--- Instructions for the task ---
Pick out every line below that contains the word "positive", and copy each of those lines.
▼
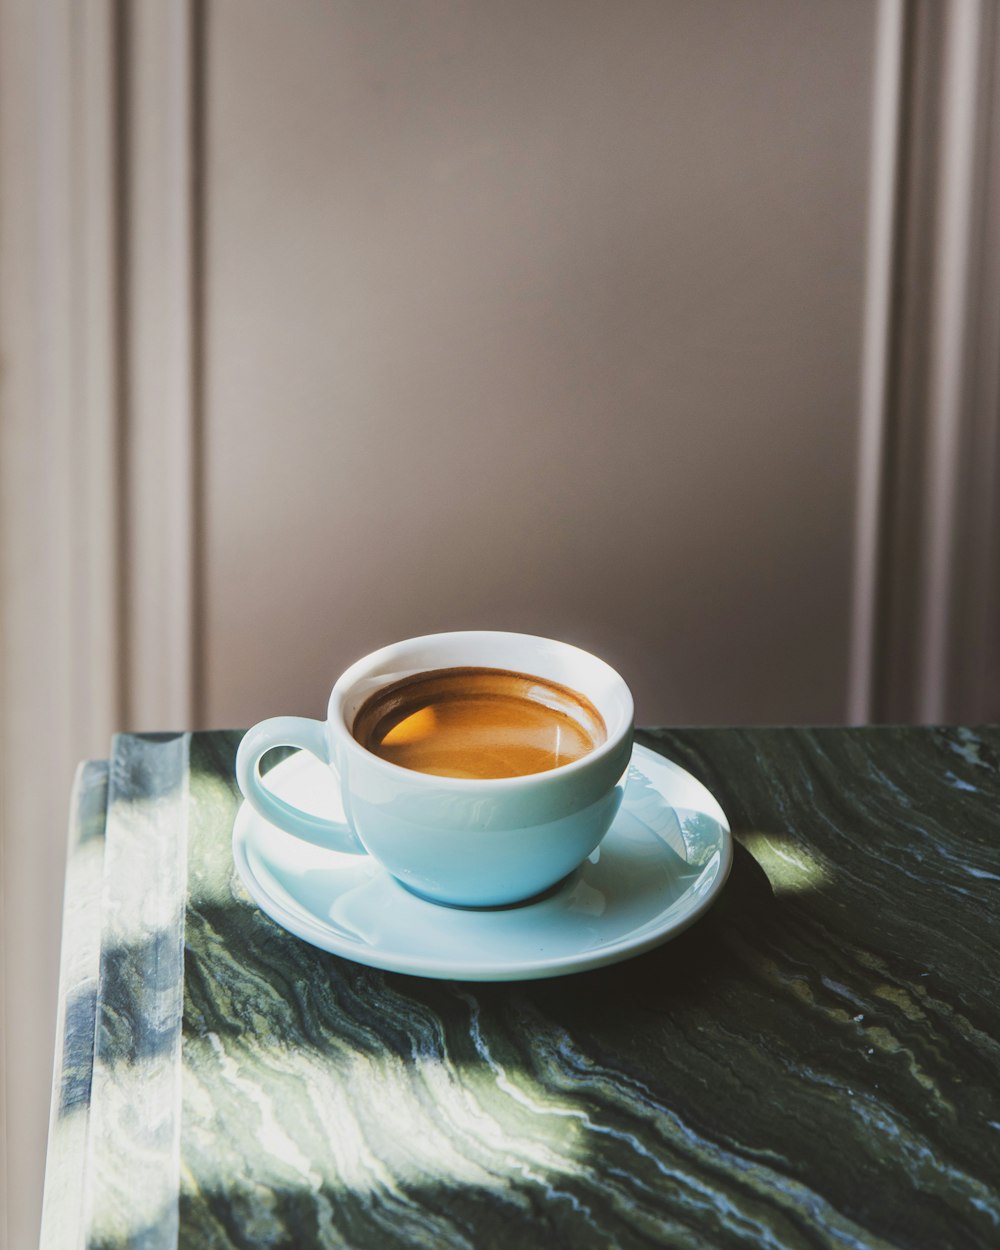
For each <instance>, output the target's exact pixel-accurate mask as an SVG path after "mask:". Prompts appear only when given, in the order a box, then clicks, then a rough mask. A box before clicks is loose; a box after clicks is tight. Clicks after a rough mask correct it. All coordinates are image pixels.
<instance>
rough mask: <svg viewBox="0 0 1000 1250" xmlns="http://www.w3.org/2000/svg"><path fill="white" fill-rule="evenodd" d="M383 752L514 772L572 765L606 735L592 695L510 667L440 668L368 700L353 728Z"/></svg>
mask: <svg viewBox="0 0 1000 1250" xmlns="http://www.w3.org/2000/svg"><path fill="white" fill-rule="evenodd" d="M351 732H352V735H354V737H355V739H356V740H357V741H359V742H360V744H361V746H364V747H366V749H367V750H369V751H372V752H374V754H375V755H377V756H380V758H381V759H384V760H389V763H391V764H399V765H400V766H401V768H404V769H414V770H415V771H417V773H430V774H434V775H435V776H447V778H480V779H487V778H511V776H525V775H526V774H529V773H545V771H547V770H549V769H555V768H559V766H560V765H562V764H569V763H570V761H571V760H577V759H580V756H581V755H586V754H587V752H589V751H592V750H594V747H595V746H599V745H600V744H601V742H602V741H605V739H606V736H607V730H606V727H605V724H604V720H602V719H601V715H600V712H599V711H597V709H596V707H595V706H594V704H591V701H590V700H589V699H586V697H585V696H584V695H581V694H579V692H577V691H575V690H571V689H570V687H569V686H564V685H560V684H559V682H557V681H549V680H546V679H545V677H534V676H531V675H529V674H526V672H512V671H509V670H507V669H432V670H430V671H426V672H417V674H414V675H411V676H407V677H404V679H401V680H400V681H394V682H392V684H391V685H389V686H384V687H382V689H381V690H377V691H375V694H374V695H370V696H369V699H367V700H366V701H365V702H364V704H362V705H361V707H360V710H359V712H357V715H356V716H355V719H354V725H352V729H351Z"/></svg>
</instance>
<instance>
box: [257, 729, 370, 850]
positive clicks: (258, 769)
mask: <svg viewBox="0 0 1000 1250" xmlns="http://www.w3.org/2000/svg"><path fill="white" fill-rule="evenodd" d="M275 746H297V747H301V749H302V750H306V751H310V752H311V754H312V755H315V756H316V759H317V760H319V761H320V763H321V764H326V765H330V764H331V760H330V749H329V746H327V741H326V725H324V722H322V721H321V720H309V719H307V717H305V716H272V717H271V719H270V720H262V721H260V724H259V725H254V727H252V729H250V730H247V732H246V734H245V735H244V739H242V741H241V742H240V747H239V750H237V751H236V781H237V784H239V786H240V790H242V794H244V798H245V799H246V801H247V803H249V804H250V806H251V808H252V809H254V810H255V811H256V813H259V814H260V815H261V816H264V819H265V820H269V821H270V823H271V824H272V825H276V826H277V828H279V829H284V830H285V833H286V834H294V835H295V836H296V838H301V839H302V841H304V843H311V844H312V845H314V846H322V848H324V850H330V851H349V853H350V854H352V855H365V854H366V851H365V848H364V846H362V845H361V843H360V840H359V838H357V835H356V834H355V833H354V830H352V829H351V828H350V825H346V824H344V823H342V821H340V820H324V819H322V816H314V815H311V813H307V811H302V810H301V808H296V806H294V805H292V804H290V803H286V801H285V800H284V799H279V798H277V795H276V794H274V791H271V790H269V789H267V786H266V785H265V784H264V781H262V780H261V776H260V760H261V758H262V756H264V755H265V754H266V752H267V751H270V750H271V749H272V747H275Z"/></svg>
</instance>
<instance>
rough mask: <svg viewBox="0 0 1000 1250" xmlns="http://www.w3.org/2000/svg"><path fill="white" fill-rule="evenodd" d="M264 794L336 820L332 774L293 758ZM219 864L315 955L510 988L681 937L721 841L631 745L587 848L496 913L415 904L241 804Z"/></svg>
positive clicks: (653, 760) (728, 868)
mask: <svg viewBox="0 0 1000 1250" xmlns="http://www.w3.org/2000/svg"><path fill="white" fill-rule="evenodd" d="M267 785H269V786H270V788H271V789H272V790H274V791H275V793H276V794H277V795H279V796H280V798H282V799H286V800H287V801H289V803H294V804H295V805H296V806H299V808H304V809H305V810H307V811H312V813H315V814H316V815H325V816H329V818H331V819H335V820H336V819H339V820H342V819H344V808H342V804H341V800H340V795H339V790H337V783H336V779H335V776H334V775H332V774H331V771H330V770H329V769H327V768H326V766H325V765H322V764H320V763H319V761H317V760H316V759H315V756H312V755H310V754H309V752H306V751H299V752H297V754H295V755H291V756H289V758H287V759H286V760H282V761H281V763H280V764H277V765H276V766H275V768H272V769H271V770H270V773H267ZM232 856H234V860H235V863H236V869H237V871H239V875H240V878H241V880H242V883H244V885H245V886H246V889H247V890H249V893H250V895H251V898H252V899H254V900H255V903H257V905H259V906H260V908H261V910H262V911H265V913H266V914H267V915H269V916H270V918H271V919H272V920H274V921H276V924H279V925H281V928H282V929H286V930H287V931H289V933H291V934H295V936H296V938H301V939H304V940H305V941H307V943H311V944H312V945H314V946H319V948H320V949H321V950H327V951H331V953H332V954H335V955H342V956H344V958H345V959H350V960H354V961H355V963H359V964H367V965H369V966H371V968H381V969H386V970H387V971H394V973H409V974H411V975H415V976H431V978H442V979H449V980H466V981H520V980H532V979H535V978H541V976H559V975H564V974H566V973H582V971H586V970H589V969H594V968H602V966H605V965H606V964H615V963H617V961H619V960H624V959H630V958H631V956H632V955H639V954H641V953H642V951H646V950H650V949H651V948H652V946H657V945H659V944H660V943H664V941H666V940H667V939H669V938H672V936H675V935H676V934H679V933H680V931H681V930H682V929H686V928H687V925H690V924H692V923H694V921H695V920H697V918H699V916H700V915H701V914H702V913H704V911H706V910H707V908H709V906H710V905H711V903H712V900H714V899H715V896H716V895H717V894H719V891H720V890H721V888H722V885H724V884H725V880H726V876H727V875H729V869H730V866H731V864H732V838H731V834H730V831H729V824H727V821H726V818H725V815H724V813H722V809H721V808H720V806H719V804H717V803H716V800H715V799H714V798H712V795H711V794H710V793H709V791H707V790H706V789H705V786H704V785H701V783H700V781H697V780H696V779H695V778H692V776H691V775H690V773H685V770H684V769H681V768H680V766H679V765H676V764H674V763H672V761H671V760H667V759H664V758H662V756H661V755H657V754H656V752H655V751H651V750H649V749H647V747H645V746H639V745H636V746H635V747H634V749H632V758H631V764H630V766H629V778H627V785H626V788H625V798H624V799H622V803H621V808H620V809H619V814H617V816H616V818H615V823H614V825H612V826H611V829H610V830H609V833H607V834H606V836H605V838H604V841H602V843H601V844H600V846H599V848H597V849H596V850H595V851H594V854H592V855H591V856H590V859H589V860H586V861H585V863H584V864H582V865H581V866H580V868H579V869H576V870H575V871H574V873H571V874H570V876H567V878H566V879H565V880H564V881H561V883H560V884H559V885H557V886H554V888H552V889H551V890H549V891H547V893H546V894H544V895H540V896H539V898H536V899H534V900H529V901H527V903H521V904H516V905H514V906H510V908H497V909H490V910H472V909H461V908H450V906H445V905H441V904H435V903H429V901H426V900H425V899H420V898H417V896H416V895H414V894H410V891H409V890H406V889H405V888H404V886H401V885H400V884H399V883H397V881H396V880H395V878H392V876H390V875H389V873H386V871H385V869H382V868H381V865H380V864H377V863H376V861H375V860H372V859H371V858H370V856H367V855H347V854H341V853H339V851H329V850H322V849H320V848H316V846H311V845H310V844H307V843H304V841H300V840H299V839H297V838H294V836H292V835H291V834H285V833H282V831H281V830H279V829H276V828H275V826H274V825H271V824H270V823H269V821H266V820H264V818H262V816H259V815H257V814H256V813H255V811H254V809H252V808H250V805H249V804H247V803H244V804H242V806H241V808H240V810H239V813H237V815H236V821H235V824H234V828H232Z"/></svg>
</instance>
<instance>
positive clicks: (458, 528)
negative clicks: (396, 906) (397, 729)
mask: <svg viewBox="0 0 1000 1250" xmlns="http://www.w3.org/2000/svg"><path fill="white" fill-rule="evenodd" d="M996 8H998V6H996V4H995V0H948V2H943V4H939V2H934V4H930V2H923V0H915V2H913V4H904V2H903V0H880V2H868V0H850V2H849V0H843V2H838V4H836V5H815V4H809V2H805V0H755V2H754V4H752V5H749V4H745V2H741V0H702V2H699V4H695V2H681V0H674V2H671V4H661V2H649V4H645V2H640V0H627V2H619V4H615V5H609V4H594V2H579V0H574V2H570V0H545V2H544V4H527V2H524V4H521V2H516V0H504V2H495V0H489V2H487V0H482V2H476V4H457V2H445V0H434V2H431V0H426V2H422V4H421V5H419V6H414V5H399V4H390V2H387V0H385V2H382V0H355V2H349V0H339V2H336V4H330V2H322V4H320V2H296V4H295V5H282V6H277V5H272V4H269V2H266V0H242V2H236V0H185V2H178V4H161V5H123V4H120V2H116V0H93V2H89V4H88V5H86V6H80V5H76V4H75V2H74V0H39V2H32V0H0V339H1V341H0V351H1V364H2V372H1V374H0V402H2V426H0V436H1V437H2V442H1V444H0V474H1V475H2V495H1V496H0V499H1V502H2V517H0V520H1V521H2V524H0V544H1V549H2V595H0V605H1V606H2V612H1V614H0V641H2V672H1V676H2V721H1V724H0V727H1V729H2V750H0V758H2V765H4V779H2V821H0V836H2V850H4V883H2V885H4V960H2V969H4V976H5V981H6V984H5V989H4V996H5V1004H4V1005H5V1031H4V1033H5V1046H6V1058H5V1075H4V1083H2V1090H4V1095H2V1096H4V1120H5V1124H6V1136H5V1140H6V1141H8V1149H6V1160H5V1168H4V1174H5V1176H6V1200H4V1199H2V1195H1V1194H0V1210H2V1211H4V1213H5V1215H6V1220H8V1229H6V1231H8V1236H9V1244H10V1245H11V1246H12V1248H16V1250H20V1248H21V1246H22V1245H25V1246H26V1245H31V1244H32V1243H34V1240H35V1234H34V1229H35V1226H36V1221H37V1195H39V1186H40V1178H41V1171H42V1159H44V1143H45V1108H46V1105H47V1093H49V1063H50V1060H49V1056H50V1054H51V1020H53V1016H54V1000H55V984H54V980H55V966H56V958H58V936H59V915H60V885H59V883H60V880H61V858H63V845H64V829H65V813H66V805H68V801H69V786H70V780H71V774H73V766H74V764H75V761H76V760H78V759H79V758H81V756H84V755H99V754H105V751H106V745H105V744H106V741H108V735H109V734H110V732H111V731H113V730H114V729H121V727H126V729H128V727H135V729H160V727H178V726H192V725H242V724H247V722H249V721H251V720H255V719H257V717H260V716H264V715H269V714H271V712H275V711H300V712H306V714H309V712H311V714H314V715H317V714H320V710H321V707H322V702H324V694H325V687H326V686H327V685H329V682H330V680H331V677H332V675H334V674H335V672H336V671H339V670H340V669H341V667H342V666H344V665H345V664H346V662H349V661H350V660H351V659H354V657H355V656H356V655H357V654H360V652H362V651H366V650H369V649H370V647H371V646H375V645H377V644H379V642H382V641H385V640H389V639H394V637H399V636H402V635H406V634H412V632H419V631H422V630H432V629H441V627H452V626H470V625H471V626H476V625H491V626H496V625H499V626H507V627H515V629H526V630H536V631H540V632H550V634H555V635H560V636H565V637H570V639H575V640H577V641H580V642H582V644H584V645H587V646H591V647H594V649H596V650H597V651H600V652H601V654H604V655H606V656H607V657H609V659H611V660H612V661H614V662H616V664H617V665H619V666H620V667H621V670H622V671H624V672H625V674H626V675H627V677H629V679H630V681H631V684H632V685H634V686H635V690H636V695H637V710H639V719H640V720H641V721H645V722H652V721H661V722H680V721H686V722H707V721H715V722H726V724H732V722H744V721H778V720H783V721H824V720H825V721H840V720H866V719H935V717H944V716H949V717H953V719H984V717H993V716H995V715H996V712H998V710H1000V684H999V682H1000V611H999V610H998V607H999V600H1000V596H999V595H998V577H996V571H995V570H996V566H998V561H996V546H995V539H994V535H995V534H996V529H998V527H996V514H995V505H994V500H995V496H996V491H995V484H996V480H998V472H996V470H998V439H996V425H998V420H996V414H998V397H999V396H1000V379H999V376H998V359H999V357H1000V352H998V346H999V345H1000V272H999V271H998V266H999V265H1000V259H999V257H1000V239H999V237H998V231H1000V211H998V210H999V209H1000V161H996V159H995V156H994V155H993V154H994V153H995V136H996V135H998V134H999V133H1000V120H999V119H998V103H996V101H998V95H996V91H995V83H996V66H998V65H1000V51H999V49H998V31H999V30H1000V24H999V22H998V20H996V16H998V15H996ZM11 1143H12V1144H14V1149H11V1146H10V1144H11Z"/></svg>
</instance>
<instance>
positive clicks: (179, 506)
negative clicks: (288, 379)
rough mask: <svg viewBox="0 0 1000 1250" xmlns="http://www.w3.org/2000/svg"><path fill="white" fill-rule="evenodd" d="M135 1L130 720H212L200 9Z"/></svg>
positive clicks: (127, 139) (143, 723)
mask: <svg viewBox="0 0 1000 1250" xmlns="http://www.w3.org/2000/svg"><path fill="white" fill-rule="evenodd" d="M125 12H126V10H125V9H124V8H123V9H121V14H123V24H124V31H123V45H124V49H125V56H126V63H125V71H124V78H125V86H124V94H125V115H126V118H128V125H126V131H128V133H126V135H125V143H124V153H123V158H124V163H125V169H126V171H128V173H126V178H125V200H126V221H128V232H126V236H125V237H124V239H123V244H121V245H123V250H124V254H125V257H126V259H125V282H124V302H125V320H124V351H125V356H126V364H125V372H126V379H125V391H126V404H125V406H126V412H128V430H126V489H125V510H126V516H128V524H126V529H125V534H126V541H125V549H124V562H125V582H126V586H128V594H126V619H125V634H126V637H128V647H126V677H125V687H126V715H125V721H126V727H129V729H191V727H192V726H194V725H195V724H196V721H197V719H199V707H197V685H199V681H197V661H196V656H197V654H199V647H197V646H196V635H197V631H199V615H200V606H199V599H200V587H201V571H200V561H199V541H197V539H199V527H200V510H199V484H200V469H199V451H200V411H199V410H200V239H201V221H200V219H201V202H200V171H199V166H200V135H201V118H200V110H201V100H202V91H201V89H200V74H201V58H200V45H201V26H202V22H201V9H200V5H197V4H195V2H191V0H187V2H181V4H170V5H133V6H128V17H125Z"/></svg>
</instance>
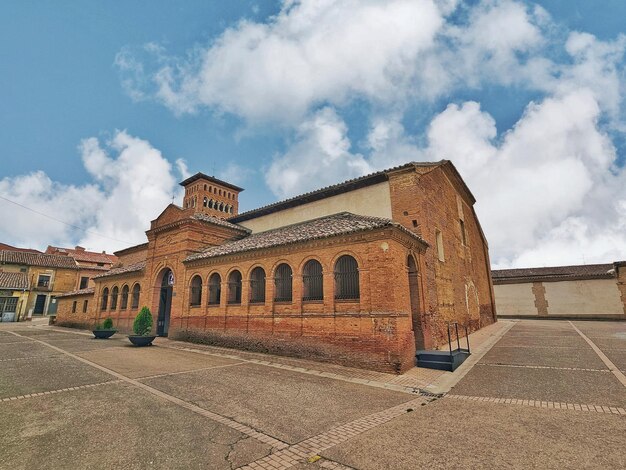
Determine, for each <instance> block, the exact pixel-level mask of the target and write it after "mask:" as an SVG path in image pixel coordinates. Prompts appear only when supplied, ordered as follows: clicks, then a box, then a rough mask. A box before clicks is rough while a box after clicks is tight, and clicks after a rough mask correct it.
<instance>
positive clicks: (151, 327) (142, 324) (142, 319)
mask: <svg viewBox="0 0 626 470" xmlns="http://www.w3.org/2000/svg"><path fill="white" fill-rule="evenodd" d="M133 331H134V332H135V334H136V335H138V336H148V335H150V332H151V331H152V313H150V309H149V308H148V307H143V308H142V309H141V311H140V312H139V313H138V314H137V316H136V317H135V322H134V323H133Z"/></svg>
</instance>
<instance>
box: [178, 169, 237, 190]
mask: <svg viewBox="0 0 626 470" xmlns="http://www.w3.org/2000/svg"><path fill="white" fill-rule="evenodd" d="M199 179H205V180H207V181H210V182H211V183H215V184H219V185H221V186H225V187H226V188H230V189H232V190H234V191H243V188H240V187H239V186H235V185H234V184H231V183H227V182H226V181H222V180H218V179H217V178H216V177H215V176H209V175H205V174H204V173H199V172H198V173H196V174H195V175H193V176H190V177H189V178H187V179H186V180H185V181H182V182H181V183H180V185H181V186H187V185H189V184H191V183H193V182H194V181H198V180H199Z"/></svg>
▲
--- Response area ---
positive clicks: (258, 769)
positive clicks: (653, 760) (728, 868)
positive clicks: (458, 528)
positive clicks: (179, 506)
positive clicks: (127, 139) (143, 723)
positive clicks: (151, 327) (142, 324) (142, 319)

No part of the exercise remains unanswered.